Object pointing dataset rows:
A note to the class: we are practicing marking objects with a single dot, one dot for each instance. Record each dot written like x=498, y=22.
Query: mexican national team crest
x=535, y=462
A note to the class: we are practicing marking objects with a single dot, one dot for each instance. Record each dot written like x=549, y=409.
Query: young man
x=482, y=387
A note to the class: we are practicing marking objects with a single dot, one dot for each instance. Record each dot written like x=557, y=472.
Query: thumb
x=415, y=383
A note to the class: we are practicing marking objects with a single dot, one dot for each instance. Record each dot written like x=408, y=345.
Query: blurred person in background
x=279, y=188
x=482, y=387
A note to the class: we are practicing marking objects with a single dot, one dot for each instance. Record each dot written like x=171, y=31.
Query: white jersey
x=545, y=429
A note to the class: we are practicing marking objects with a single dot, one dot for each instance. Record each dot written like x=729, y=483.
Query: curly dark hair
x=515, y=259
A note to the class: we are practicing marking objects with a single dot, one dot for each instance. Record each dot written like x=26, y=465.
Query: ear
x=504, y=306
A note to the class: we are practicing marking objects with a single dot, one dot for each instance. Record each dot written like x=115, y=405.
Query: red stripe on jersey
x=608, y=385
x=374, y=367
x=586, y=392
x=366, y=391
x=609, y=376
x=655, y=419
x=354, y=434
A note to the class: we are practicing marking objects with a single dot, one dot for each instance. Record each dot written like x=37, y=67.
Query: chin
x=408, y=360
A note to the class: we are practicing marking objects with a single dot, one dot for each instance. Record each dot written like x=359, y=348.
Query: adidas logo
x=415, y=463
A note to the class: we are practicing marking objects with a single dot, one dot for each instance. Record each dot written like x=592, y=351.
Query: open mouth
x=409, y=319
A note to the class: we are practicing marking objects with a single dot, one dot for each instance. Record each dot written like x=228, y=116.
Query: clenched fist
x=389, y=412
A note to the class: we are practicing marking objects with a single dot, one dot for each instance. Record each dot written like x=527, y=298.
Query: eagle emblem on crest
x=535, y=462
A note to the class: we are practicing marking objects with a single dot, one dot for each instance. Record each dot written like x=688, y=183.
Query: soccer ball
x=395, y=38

...

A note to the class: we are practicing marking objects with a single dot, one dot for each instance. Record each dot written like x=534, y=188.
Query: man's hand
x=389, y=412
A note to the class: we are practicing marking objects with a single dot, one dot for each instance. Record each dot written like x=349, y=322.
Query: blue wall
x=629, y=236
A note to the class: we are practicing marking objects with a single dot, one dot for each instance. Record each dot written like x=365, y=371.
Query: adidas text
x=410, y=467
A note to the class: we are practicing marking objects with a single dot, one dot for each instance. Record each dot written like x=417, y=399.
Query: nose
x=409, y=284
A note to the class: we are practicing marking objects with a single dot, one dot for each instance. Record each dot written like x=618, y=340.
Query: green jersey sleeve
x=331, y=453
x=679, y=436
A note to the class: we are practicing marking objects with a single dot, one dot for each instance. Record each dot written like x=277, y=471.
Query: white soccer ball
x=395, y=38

> [Brief]
Lay out the lines of the rows above as a numbered list, starting with the line that contains "like x=498, y=22." and going on through the line that contains "x=409, y=319", and leave out any blank lines.

> [Solution]
1. A note to the class: we are practicing marking objects with a single dot, one dot for each instance. Record each dot written like x=498, y=22.
2. Query: mexican national team crest
3. x=535, y=462
4. A note to the class: we are practicing marking objects with a single dot, one dot for each instance. Record each dot written like x=549, y=409.
5. Query: young man
6. x=482, y=387
7. A note to the class: we are practicing marking objects with a single dot, one dot for each instance. Record each dot written like x=557, y=472.
8. Query: thumb
9. x=415, y=383
10. A note to the class: we are practicing marking objects with a single dot, one dot for each instance. Record each dot written like x=408, y=345.
11. Query: blurred person in background
12. x=279, y=188
13. x=482, y=387
14. A note to the class: we are practicing marking objects with a single dot, one dot for each instance. Record each dot written like x=171, y=31.
15. Query: white jersey
16. x=545, y=429
17. A note to the class: we are practicing marking objects with a single dot, one dot for each instance. Record each dot written like x=729, y=483.
18. Query: curly dark hair
19. x=515, y=259
20. A note to the class: we are practicing marking objects with a single dot, one dot for each instance. Record each dot written like x=26, y=465.
21. Query: ear
22. x=504, y=306
23. A note to the class: we are practicing marking objects with a single dot, one dot for each instance. Record each dot written like x=115, y=405.
24. Query: red stripe on jersey
25. x=608, y=385
26. x=374, y=367
27. x=586, y=392
28. x=366, y=391
29. x=609, y=376
30. x=655, y=419
31. x=354, y=434
32. A note to the class: we are practicing marking objects with a single dot, one dot for each instance. Record each dot written like x=37, y=67.
33. Query: chin
34. x=408, y=360
35. A note to the class: we are practicing marking objects with a single dot, one dot for each instance. Record each dot written like x=359, y=348.
36. Query: adidas logo
37. x=415, y=463
38. A note to the class: we are practicing marking objects with a single dot, one dot for each instance. Record each dot written like x=592, y=351.
39. Query: open mouth
40. x=409, y=319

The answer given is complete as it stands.